++++ RECORDS SHOWN

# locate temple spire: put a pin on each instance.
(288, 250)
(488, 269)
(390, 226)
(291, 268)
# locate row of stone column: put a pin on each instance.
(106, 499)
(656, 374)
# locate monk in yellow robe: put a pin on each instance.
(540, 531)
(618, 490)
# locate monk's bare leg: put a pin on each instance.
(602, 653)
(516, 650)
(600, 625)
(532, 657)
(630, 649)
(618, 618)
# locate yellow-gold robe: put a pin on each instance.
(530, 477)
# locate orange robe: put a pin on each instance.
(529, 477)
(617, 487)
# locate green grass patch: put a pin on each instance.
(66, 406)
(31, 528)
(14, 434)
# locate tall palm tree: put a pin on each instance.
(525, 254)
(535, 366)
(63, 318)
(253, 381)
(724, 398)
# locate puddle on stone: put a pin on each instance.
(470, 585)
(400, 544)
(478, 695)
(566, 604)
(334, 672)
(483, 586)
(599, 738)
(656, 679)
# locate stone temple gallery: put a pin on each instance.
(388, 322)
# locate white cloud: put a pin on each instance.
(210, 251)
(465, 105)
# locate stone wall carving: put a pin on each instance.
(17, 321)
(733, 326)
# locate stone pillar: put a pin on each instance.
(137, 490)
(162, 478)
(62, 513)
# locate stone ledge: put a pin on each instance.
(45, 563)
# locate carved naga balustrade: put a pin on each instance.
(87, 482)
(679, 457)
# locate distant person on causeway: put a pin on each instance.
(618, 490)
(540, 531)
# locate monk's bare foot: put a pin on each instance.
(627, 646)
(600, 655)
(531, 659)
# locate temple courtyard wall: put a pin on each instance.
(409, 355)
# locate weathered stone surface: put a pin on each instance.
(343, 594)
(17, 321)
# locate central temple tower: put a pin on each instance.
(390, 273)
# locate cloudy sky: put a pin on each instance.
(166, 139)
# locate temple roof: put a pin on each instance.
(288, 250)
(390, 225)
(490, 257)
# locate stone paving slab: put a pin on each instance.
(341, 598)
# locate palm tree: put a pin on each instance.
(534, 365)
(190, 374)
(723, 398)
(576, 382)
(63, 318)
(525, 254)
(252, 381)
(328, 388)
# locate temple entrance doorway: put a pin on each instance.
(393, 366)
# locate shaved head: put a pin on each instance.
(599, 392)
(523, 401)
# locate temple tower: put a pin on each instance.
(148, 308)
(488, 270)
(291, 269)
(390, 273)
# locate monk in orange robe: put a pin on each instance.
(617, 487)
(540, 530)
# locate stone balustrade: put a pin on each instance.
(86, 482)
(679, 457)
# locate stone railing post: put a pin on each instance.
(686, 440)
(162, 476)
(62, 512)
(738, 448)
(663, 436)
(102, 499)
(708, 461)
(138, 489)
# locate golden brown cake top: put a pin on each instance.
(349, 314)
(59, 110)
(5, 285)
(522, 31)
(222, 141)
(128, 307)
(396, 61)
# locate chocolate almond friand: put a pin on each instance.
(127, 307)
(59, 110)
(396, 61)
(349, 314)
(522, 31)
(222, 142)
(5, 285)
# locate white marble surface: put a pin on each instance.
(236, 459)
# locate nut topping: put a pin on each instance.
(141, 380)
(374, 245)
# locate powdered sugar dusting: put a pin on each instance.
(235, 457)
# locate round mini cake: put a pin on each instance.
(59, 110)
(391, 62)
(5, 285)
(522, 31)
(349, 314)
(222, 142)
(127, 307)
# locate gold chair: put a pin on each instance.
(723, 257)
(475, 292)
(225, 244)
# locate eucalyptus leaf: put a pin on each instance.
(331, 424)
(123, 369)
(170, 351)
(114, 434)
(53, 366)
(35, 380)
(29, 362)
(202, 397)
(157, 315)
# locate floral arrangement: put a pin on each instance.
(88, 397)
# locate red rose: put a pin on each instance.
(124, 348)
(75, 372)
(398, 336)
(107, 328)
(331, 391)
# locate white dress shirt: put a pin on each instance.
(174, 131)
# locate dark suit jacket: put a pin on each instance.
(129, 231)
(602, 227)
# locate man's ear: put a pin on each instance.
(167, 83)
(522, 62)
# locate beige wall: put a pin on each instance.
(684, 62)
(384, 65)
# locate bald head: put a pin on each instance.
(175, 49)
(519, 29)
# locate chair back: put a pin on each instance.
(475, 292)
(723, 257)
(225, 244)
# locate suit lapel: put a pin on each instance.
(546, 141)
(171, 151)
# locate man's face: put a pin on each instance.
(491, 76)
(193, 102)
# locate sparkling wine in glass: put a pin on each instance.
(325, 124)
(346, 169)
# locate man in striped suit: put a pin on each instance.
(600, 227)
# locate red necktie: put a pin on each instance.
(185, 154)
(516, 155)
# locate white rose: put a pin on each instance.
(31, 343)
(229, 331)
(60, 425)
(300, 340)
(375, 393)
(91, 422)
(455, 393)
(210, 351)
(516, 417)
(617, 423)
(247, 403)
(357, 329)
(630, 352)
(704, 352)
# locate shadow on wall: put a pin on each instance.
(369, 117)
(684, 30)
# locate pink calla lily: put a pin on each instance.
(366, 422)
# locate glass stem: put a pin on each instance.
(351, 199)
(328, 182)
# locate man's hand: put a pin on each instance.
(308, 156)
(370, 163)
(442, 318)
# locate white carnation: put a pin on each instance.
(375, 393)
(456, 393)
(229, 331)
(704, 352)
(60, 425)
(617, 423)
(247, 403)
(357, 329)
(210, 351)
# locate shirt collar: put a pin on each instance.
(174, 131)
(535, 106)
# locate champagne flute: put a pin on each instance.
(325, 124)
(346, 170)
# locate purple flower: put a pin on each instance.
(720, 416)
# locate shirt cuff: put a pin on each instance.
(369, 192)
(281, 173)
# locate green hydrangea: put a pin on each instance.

++++++++

ACTIVITY
Retype the listing. Match it exactly.

RESULT OF THIS EXERCISE
# locate temple spire: put a pin on each instance.
(288, 250)
(488, 269)
(390, 226)
(291, 268)
# locate row of stone column: put a pin on each instance.
(106, 499)
(656, 374)
# locate monk in yellow robe: put a pin on each instance.
(540, 531)
(618, 490)
# locate monk's bare leg: put a pin on each instance.
(602, 653)
(516, 650)
(600, 625)
(532, 657)
(630, 649)
(618, 618)
# locate yellow-gold robe: put a pin on each instance.
(530, 477)
# locate orange robe: put a pin on each instance.
(529, 477)
(617, 487)
# locate green grass patch: put a pin on each instance.
(66, 406)
(31, 528)
(14, 434)
# locate tall palm tree: put a pin on each instance.
(525, 254)
(535, 366)
(63, 318)
(253, 381)
(724, 398)
# locate puddle on stone: put a pin on each instance.
(470, 585)
(400, 544)
(478, 695)
(566, 604)
(334, 672)
(483, 586)
(599, 738)
(656, 679)
# locate stone temple gallery: put a pin on each instance.
(388, 322)
# locate white cloud: put a pin on each instance.
(210, 251)
(465, 105)
# locate stone wall carving: put a pin on each instance.
(17, 321)
(733, 326)
# locate stone pillar: put a pin on each instance.
(137, 490)
(162, 478)
(62, 513)
# locate stone ledge: put a pin on each instance.
(45, 563)
# locate carved naga balustrade: put a pin on each instance.
(87, 482)
(679, 457)
# locate distant person on causeway: put a pin on each instance.
(618, 490)
(540, 531)
# locate monk's bare foot: put a pin on each instance.
(627, 646)
(600, 655)
(531, 659)
# locate temple courtyard wall: put a pin on each instance.
(409, 355)
# locate weathered stone surface: put a pin on each instance.
(343, 594)
(17, 321)
# locate central temple tower: put a pin on each instance.
(390, 273)
# locate cloudy sky: put a pin on each instance.
(166, 139)
# locate temple roof: put a pin on each instance.
(288, 250)
(390, 225)
(490, 257)
# locate stone paving slab: put a pin on each instance.
(341, 598)
# locate palm tree: put a pin on each instance.
(534, 365)
(190, 374)
(723, 398)
(576, 382)
(63, 318)
(525, 254)
(252, 381)
(328, 388)
# locate temple entrance doorway: put a pin on each instance.
(393, 366)
# locate shaved head: put a pin on each instance.
(599, 392)
(523, 401)
# locate temple tower: put a pin on each instance.
(148, 308)
(488, 270)
(291, 269)
(390, 273)
# locate monk in orange robe: put a pin on each instance.
(617, 487)
(540, 530)
# locate stone balustrade: put a pin on each instance.
(86, 482)
(679, 457)
# locate stone railing post: put a pin on each instance.
(686, 440)
(162, 476)
(62, 512)
(738, 448)
(663, 436)
(102, 499)
(708, 461)
(138, 489)
# locate golden brown cake top: put a pin on each instance.
(349, 314)
(59, 110)
(5, 285)
(522, 31)
(222, 141)
(128, 307)
(396, 61)
# locate chocolate almond friand: put a pin on each instance.
(127, 307)
(59, 110)
(396, 61)
(349, 314)
(522, 31)
(222, 142)
(5, 285)
# locate white marble surface: put a pin on each instance.
(236, 459)
# locate nut topping: put a pin on each instance.
(141, 380)
(374, 245)
# locate powdered sugar dusting: put a pin on each instance.
(235, 457)
# locate round mini cake: put a pin on each instance.
(59, 110)
(391, 62)
(5, 285)
(522, 31)
(349, 314)
(222, 142)
(127, 307)
# locate gold chair: put a pin on each instance.
(723, 257)
(475, 292)
(225, 244)
# locate eucalyptus leaf: put a pin on each instance.
(331, 424)
(123, 369)
(170, 351)
(114, 434)
(53, 366)
(35, 380)
(29, 362)
(202, 397)
(157, 315)
# locate floral arrangement: put a pin on each instance.
(88, 397)
# locate red rose: put a pin on each instance.
(124, 348)
(75, 372)
(398, 336)
(107, 328)
(331, 391)
# locate white dress shirt: put a pin on each instance.
(174, 131)
# locate dark suit jacket: put a pin on each instance.
(129, 231)
(602, 227)
# locate man's ear: put a pin on each instance.
(167, 83)
(522, 62)
# locate beige wall: put a pin on each instance.
(684, 62)
(384, 65)
# locate bald head: put a pin on each instance.
(175, 49)
(519, 29)
# locate chair back: put a pin on each instance.
(475, 292)
(723, 257)
(225, 244)
# locate suit lapel: put a pin on each instance.
(546, 141)
(171, 151)
# locate man's face: put a pin on each instance.
(491, 76)
(193, 102)
# locate sparkling wine in glass: put a pin on each instance.
(325, 124)
(346, 169)
# locate man in striped suit: put a pin on each instance.
(600, 227)
# locate red necktie: put a pin on each instance.
(185, 154)
(516, 155)
# locate white rose: put a pin on each instance.
(31, 343)
(229, 331)
(60, 425)
(300, 340)
(375, 393)
(91, 422)
(455, 393)
(210, 351)
(516, 417)
(617, 423)
(247, 403)
(357, 329)
(630, 352)
(704, 352)
# locate shadow on wall: put a pin on each instance.
(369, 117)
(684, 30)
# locate pink calla lily: put a pin on each instance.
(366, 422)
# locate glass stem: put a pin on each instance.
(351, 199)
(328, 182)
# locate man's hand: put a pin on each instance.
(308, 156)
(370, 163)
(442, 318)
# locate white carnation: put a pin on each instance.
(375, 393)
(456, 393)
(229, 331)
(704, 352)
(60, 425)
(617, 423)
(247, 403)
(357, 329)
(210, 351)
# locate shirt collar: put a pin on each instance.
(174, 131)
(535, 106)
# locate champagne flute: put a pin on each instance.
(325, 124)
(346, 170)
# locate purple flower: put a pin on each instance.
(720, 416)
# locate shirt cuff: put a pin on each instance.
(369, 192)
(281, 173)
# locate green hydrangea: put a pin on each instance.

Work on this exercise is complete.